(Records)

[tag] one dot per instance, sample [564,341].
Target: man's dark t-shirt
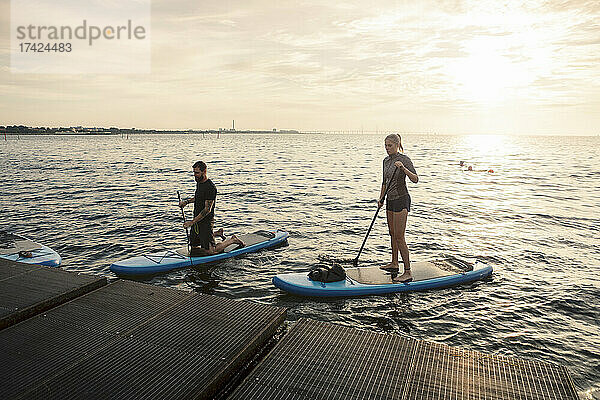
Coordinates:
[205,191]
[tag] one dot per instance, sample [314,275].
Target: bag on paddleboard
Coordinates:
[327,274]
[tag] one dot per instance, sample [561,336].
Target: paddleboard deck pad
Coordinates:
[21,249]
[168,260]
[368,280]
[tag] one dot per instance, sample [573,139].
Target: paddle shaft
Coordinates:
[187,234]
[374,217]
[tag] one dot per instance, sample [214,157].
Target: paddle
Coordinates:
[187,234]
[355,262]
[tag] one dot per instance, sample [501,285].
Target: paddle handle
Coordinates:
[187,234]
[355,262]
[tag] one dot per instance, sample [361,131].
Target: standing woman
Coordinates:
[398,202]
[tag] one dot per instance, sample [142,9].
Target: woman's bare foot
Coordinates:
[404,278]
[236,240]
[391,267]
[219,233]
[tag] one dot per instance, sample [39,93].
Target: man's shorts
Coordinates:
[201,235]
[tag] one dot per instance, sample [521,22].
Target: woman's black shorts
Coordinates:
[398,205]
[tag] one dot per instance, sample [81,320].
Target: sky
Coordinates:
[447,67]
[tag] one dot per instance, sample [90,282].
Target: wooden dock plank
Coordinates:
[129,340]
[317,360]
[27,290]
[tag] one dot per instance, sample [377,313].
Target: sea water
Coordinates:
[535,219]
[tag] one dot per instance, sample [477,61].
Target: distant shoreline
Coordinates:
[125,132]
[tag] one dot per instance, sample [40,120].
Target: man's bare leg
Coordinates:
[221,246]
[219,233]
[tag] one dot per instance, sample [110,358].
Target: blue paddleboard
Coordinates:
[15,248]
[168,260]
[363,281]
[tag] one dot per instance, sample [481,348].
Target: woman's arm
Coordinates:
[414,178]
[380,200]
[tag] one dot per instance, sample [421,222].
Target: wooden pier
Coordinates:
[318,360]
[128,340]
[70,336]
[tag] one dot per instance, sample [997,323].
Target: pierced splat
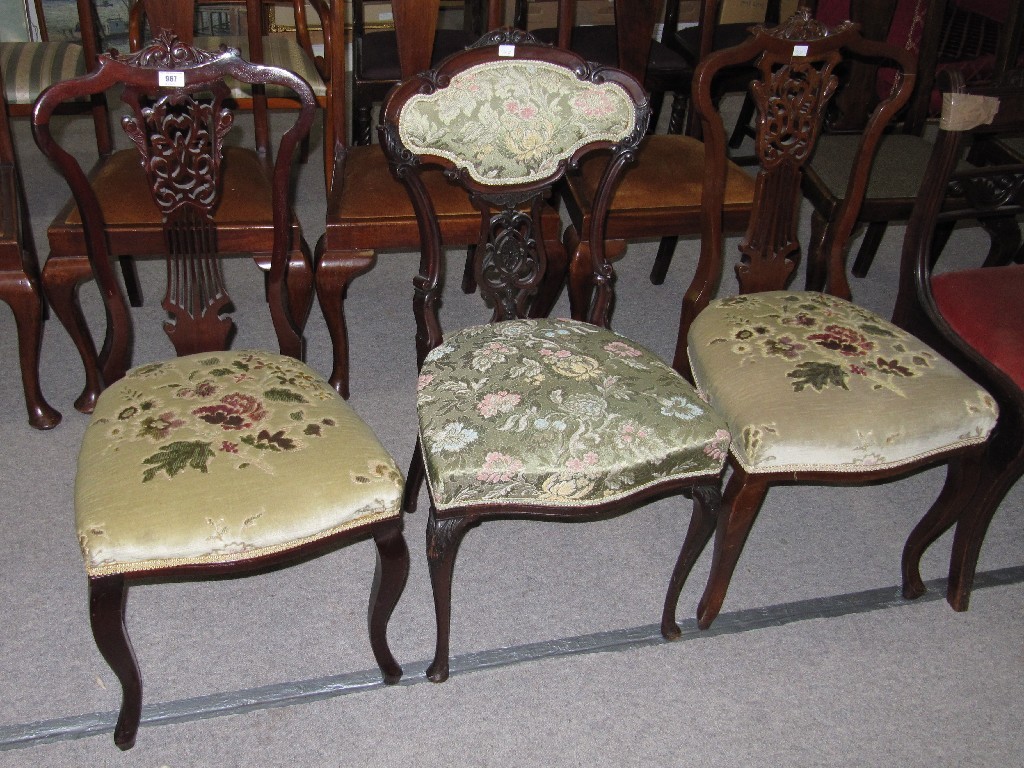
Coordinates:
[793,94]
[180,138]
[510,265]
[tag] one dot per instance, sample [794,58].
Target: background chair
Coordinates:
[31,67]
[19,276]
[530,418]
[930,29]
[369,212]
[244,223]
[375,59]
[211,463]
[665,70]
[972,314]
[814,389]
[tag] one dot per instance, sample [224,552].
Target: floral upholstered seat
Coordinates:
[209,458]
[810,382]
[528,417]
[557,412]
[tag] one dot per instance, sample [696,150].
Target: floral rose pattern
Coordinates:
[810,381]
[563,412]
[513,122]
[221,415]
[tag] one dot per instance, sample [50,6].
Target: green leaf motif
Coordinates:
[280,394]
[818,376]
[176,457]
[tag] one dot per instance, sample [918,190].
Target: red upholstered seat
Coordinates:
[984,307]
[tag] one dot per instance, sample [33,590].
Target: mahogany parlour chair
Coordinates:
[923,28]
[665,70]
[814,388]
[972,314]
[244,220]
[244,434]
[369,212]
[375,58]
[256,43]
[662,196]
[31,67]
[19,276]
[647,435]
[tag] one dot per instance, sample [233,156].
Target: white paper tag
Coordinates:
[171,79]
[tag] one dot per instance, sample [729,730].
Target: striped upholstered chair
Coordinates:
[30,67]
[292,52]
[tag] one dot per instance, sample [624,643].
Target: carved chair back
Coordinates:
[176,118]
[506,119]
[797,62]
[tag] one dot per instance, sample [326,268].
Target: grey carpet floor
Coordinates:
[814,662]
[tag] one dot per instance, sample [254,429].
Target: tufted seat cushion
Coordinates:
[206,459]
[279,50]
[896,171]
[557,412]
[809,382]
[31,68]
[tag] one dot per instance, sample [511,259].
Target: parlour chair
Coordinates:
[892,186]
[662,196]
[19,276]
[369,212]
[665,70]
[244,222]
[972,314]
[375,59]
[525,418]
[814,389]
[257,44]
[31,67]
[215,462]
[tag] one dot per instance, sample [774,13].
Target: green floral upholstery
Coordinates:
[279,50]
[513,122]
[557,412]
[31,68]
[810,382]
[221,458]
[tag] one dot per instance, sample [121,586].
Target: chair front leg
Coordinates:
[107,612]
[1004,467]
[743,497]
[389,581]
[963,475]
[443,537]
[335,270]
[707,500]
[61,279]
[27,305]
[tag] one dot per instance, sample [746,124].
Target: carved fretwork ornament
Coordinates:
[511,263]
[167,51]
[180,139]
[793,94]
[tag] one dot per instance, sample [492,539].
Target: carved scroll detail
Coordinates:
[793,95]
[180,140]
[167,51]
[988,192]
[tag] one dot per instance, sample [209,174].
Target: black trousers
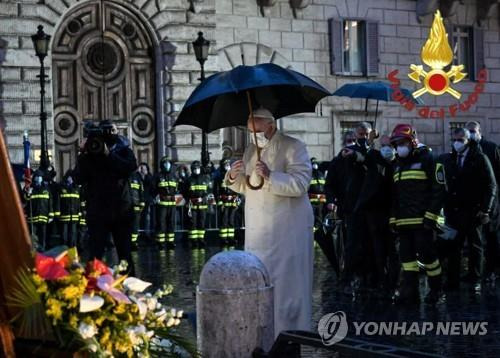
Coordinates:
[136,224]
[120,228]
[38,233]
[147,220]
[318,215]
[165,219]
[69,232]
[419,243]
[227,225]
[198,217]
[454,248]
[382,245]
[490,239]
[355,246]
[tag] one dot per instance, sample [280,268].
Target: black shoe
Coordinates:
[434,297]
[406,297]
[435,294]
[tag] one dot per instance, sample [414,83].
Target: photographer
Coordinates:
[104,166]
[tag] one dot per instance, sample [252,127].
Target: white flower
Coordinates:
[143,308]
[170,322]
[135,285]
[165,343]
[136,333]
[87,330]
[90,303]
[151,302]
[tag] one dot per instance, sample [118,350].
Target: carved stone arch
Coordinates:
[122,78]
[234,140]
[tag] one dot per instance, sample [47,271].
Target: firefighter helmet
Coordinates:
[195,164]
[404,131]
[165,164]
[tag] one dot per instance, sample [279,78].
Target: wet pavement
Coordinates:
[181,268]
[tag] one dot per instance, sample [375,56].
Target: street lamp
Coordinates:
[201,46]
[41,43]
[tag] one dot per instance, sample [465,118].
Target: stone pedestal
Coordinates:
[234,306]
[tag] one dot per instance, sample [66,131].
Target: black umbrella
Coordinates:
[227,99]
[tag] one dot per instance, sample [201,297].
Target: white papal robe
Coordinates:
[279,226]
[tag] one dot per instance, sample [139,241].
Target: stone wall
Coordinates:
[237,27]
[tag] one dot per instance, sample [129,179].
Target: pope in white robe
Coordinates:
[279,218]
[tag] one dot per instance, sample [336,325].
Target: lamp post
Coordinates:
[201,46]
[41,43]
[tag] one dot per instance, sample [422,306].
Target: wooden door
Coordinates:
[103,68]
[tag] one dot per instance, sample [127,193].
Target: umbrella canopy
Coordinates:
[221,100]
[370,90]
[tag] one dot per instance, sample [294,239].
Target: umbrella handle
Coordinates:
[261,184]
[256,187]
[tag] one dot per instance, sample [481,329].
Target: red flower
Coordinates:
[95,268]
[98,267]
[50,268]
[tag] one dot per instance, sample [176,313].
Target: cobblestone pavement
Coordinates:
[181,267]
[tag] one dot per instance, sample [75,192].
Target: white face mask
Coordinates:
[387,153]
[403,151]
[476,137]
[459,146]
[261,139]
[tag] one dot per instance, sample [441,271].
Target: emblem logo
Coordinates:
[437,54]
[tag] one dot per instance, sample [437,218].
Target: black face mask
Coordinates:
[361,142]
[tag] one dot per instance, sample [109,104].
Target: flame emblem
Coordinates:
[437,54]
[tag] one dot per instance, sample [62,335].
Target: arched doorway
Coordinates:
[103,68]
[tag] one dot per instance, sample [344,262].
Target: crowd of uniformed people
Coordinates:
[393,208]
[178,198]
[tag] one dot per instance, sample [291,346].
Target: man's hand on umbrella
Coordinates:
[262,170]
[347,152]
[237,168]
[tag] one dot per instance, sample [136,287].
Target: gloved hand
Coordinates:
[484,218]
[431,225]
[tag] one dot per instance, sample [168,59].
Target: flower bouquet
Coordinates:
[96,309]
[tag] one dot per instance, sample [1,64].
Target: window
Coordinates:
[346,126]
[354,47]
[462,47]
[455,125]
[467,43]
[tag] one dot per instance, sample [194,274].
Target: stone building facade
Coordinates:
[149,69]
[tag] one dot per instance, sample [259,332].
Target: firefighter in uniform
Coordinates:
[227,202]
[39,210]
[166,187]
[70,207]
[137,195]
[418,194]
[198,203]
[317,194]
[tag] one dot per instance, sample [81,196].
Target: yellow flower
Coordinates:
[73,320]
[71,292]
[54,309]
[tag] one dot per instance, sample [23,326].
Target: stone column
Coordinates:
[234,306]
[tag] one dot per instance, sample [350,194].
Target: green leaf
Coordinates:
[31,319]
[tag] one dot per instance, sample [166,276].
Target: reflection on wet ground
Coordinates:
[182,267]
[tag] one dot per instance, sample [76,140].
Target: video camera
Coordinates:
[97,136]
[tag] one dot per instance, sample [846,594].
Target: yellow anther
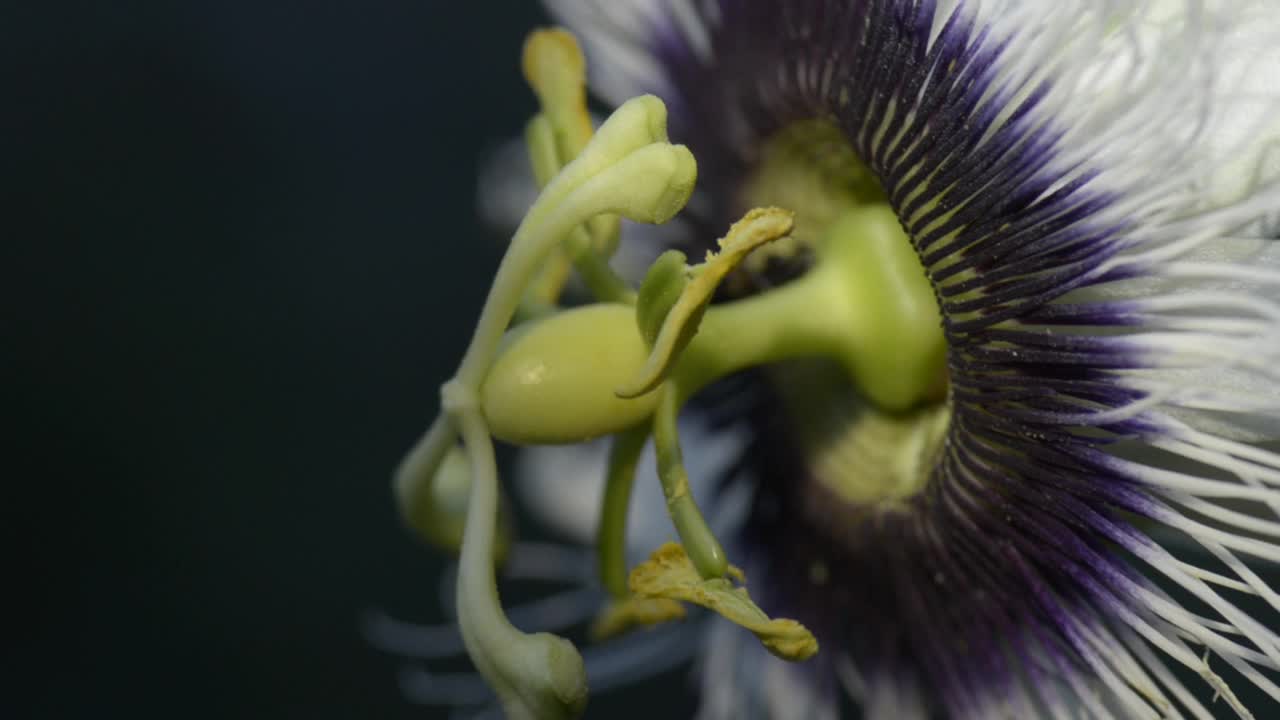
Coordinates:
[758,227]
[626,615]
[670,574]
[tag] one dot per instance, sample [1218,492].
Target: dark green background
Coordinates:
[245,255]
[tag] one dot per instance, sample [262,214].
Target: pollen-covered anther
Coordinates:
[757,228]
[632,613]
[670,574]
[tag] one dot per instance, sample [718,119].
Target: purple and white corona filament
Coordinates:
[1089,187]
[1077,511]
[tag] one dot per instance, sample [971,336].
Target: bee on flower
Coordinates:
[960,369]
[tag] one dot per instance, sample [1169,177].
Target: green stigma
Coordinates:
[625,365]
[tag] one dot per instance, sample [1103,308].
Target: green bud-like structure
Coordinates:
[625,365]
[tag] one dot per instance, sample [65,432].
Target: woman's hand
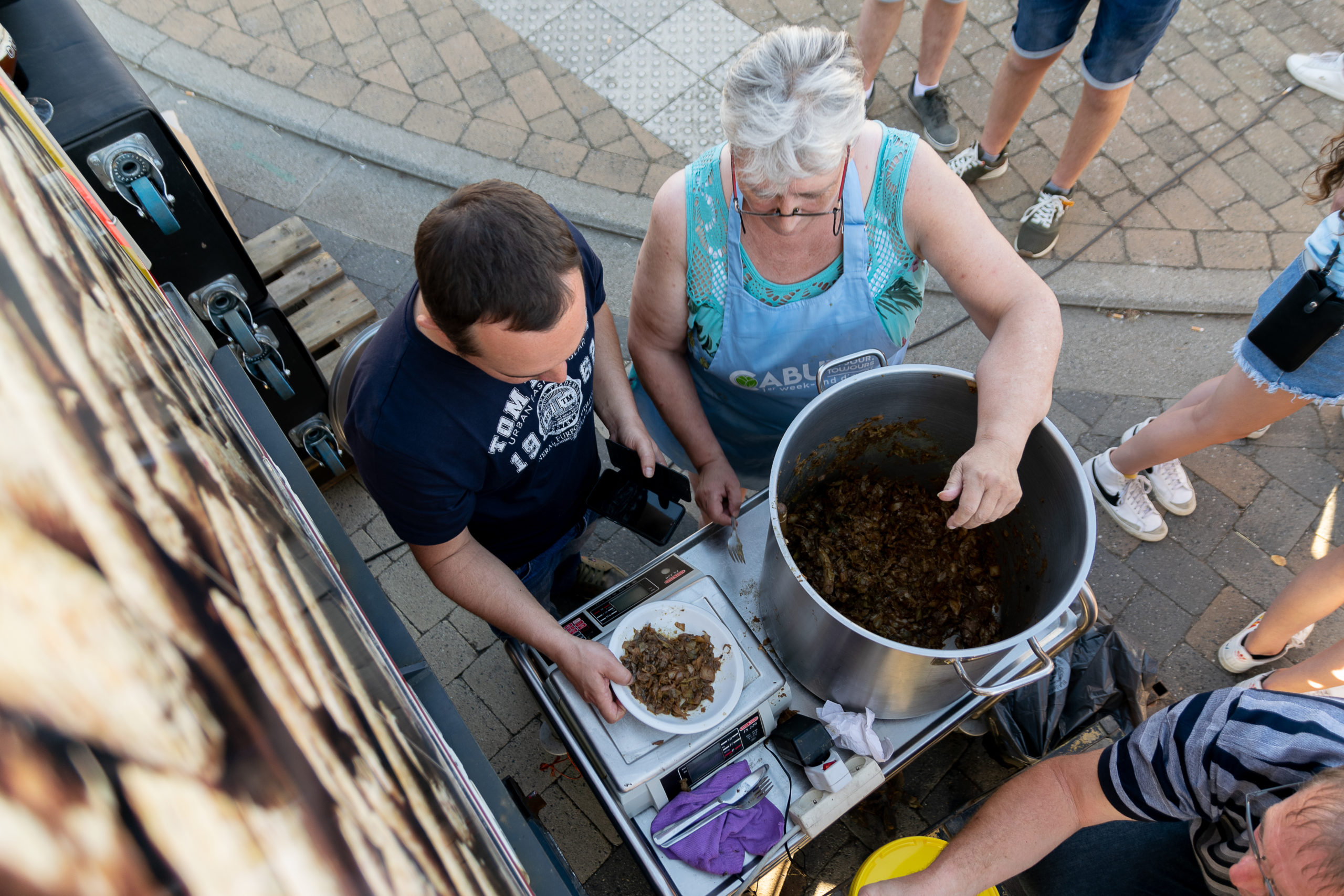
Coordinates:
[632,434]
[985,477]
[718,493]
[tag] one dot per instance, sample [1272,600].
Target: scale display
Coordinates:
[594,620]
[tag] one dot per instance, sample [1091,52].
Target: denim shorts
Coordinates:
[1320,379]
[1124,34]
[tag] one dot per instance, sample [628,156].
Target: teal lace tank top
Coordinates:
[896,275]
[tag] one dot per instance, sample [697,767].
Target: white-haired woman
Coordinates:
[803,239]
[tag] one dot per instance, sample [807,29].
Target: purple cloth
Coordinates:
[718,848]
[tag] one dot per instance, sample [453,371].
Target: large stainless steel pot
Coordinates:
[1050,535]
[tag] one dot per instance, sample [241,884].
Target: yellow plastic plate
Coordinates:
[901,858]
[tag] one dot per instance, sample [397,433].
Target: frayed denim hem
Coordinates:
[1273,386]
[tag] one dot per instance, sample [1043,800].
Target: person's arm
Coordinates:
[474,578]
[612,395]
[1018,827]
[1012,307]
[658,349]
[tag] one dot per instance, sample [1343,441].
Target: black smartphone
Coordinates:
[647,507]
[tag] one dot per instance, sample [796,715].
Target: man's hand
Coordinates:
[592,669]
[985,477]
[718,492]
[632,434]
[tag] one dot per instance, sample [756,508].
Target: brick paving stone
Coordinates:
[1301,429]
[1307,473]
[447,650]
[495,680]
[1277,519]
[1246,215]
[328,85]
[488,731]
[1156,621]
[1177,573]
[550,155]
[1232,473]
[407,587]
[1113,582]
[1171,248]
[1249,570]
[1124,413]
[584,848]
[1187,673]
[1234,250]
[1205,530]
[1225,617]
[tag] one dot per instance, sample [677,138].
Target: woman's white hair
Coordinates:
[792,102]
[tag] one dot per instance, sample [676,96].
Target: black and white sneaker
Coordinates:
[971,166]
[1126,499]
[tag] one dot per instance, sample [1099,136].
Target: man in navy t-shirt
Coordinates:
[471,416]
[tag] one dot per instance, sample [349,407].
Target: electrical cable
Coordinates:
[1206,156]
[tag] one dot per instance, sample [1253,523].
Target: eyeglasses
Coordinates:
[836,219]
[1257,847]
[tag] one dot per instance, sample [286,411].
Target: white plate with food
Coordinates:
[687,667]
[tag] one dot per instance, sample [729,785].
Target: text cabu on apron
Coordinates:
[765,368]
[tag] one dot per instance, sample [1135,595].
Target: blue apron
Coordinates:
[765,370]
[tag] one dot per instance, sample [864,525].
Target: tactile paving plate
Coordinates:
[526,16]
[701,35]
[642,80]
[584,38]
[690,124]
[642,15]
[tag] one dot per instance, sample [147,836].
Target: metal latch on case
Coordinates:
[315,437]
[133,170]
[224,304]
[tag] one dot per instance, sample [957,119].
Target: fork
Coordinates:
[736,544]
[757,794]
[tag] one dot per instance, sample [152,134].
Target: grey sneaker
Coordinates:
[971,166]
[1041,224]
[932,109]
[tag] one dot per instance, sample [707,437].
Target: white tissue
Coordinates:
[854,731]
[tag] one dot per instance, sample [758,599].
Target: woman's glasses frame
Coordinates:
[1253,835]
[836,214]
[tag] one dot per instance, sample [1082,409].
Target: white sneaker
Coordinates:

- _GOAL OF THE EXERCISE_: Please copy out the lines of the listing word for word, starting with the line that contains "[tag] one dot per instance, sample [758,599]." and going on through the end of the listing.

- _RESPONSE TO THE EXERCISE_:
[tag] one dot per instance, sample [758,599].
Target: woman's glasses frame
Coordinates:
[1253,835]
[836,214]
[tag] one dot per instance, sample [1082,409].
Target: white sneaker
Coordinates:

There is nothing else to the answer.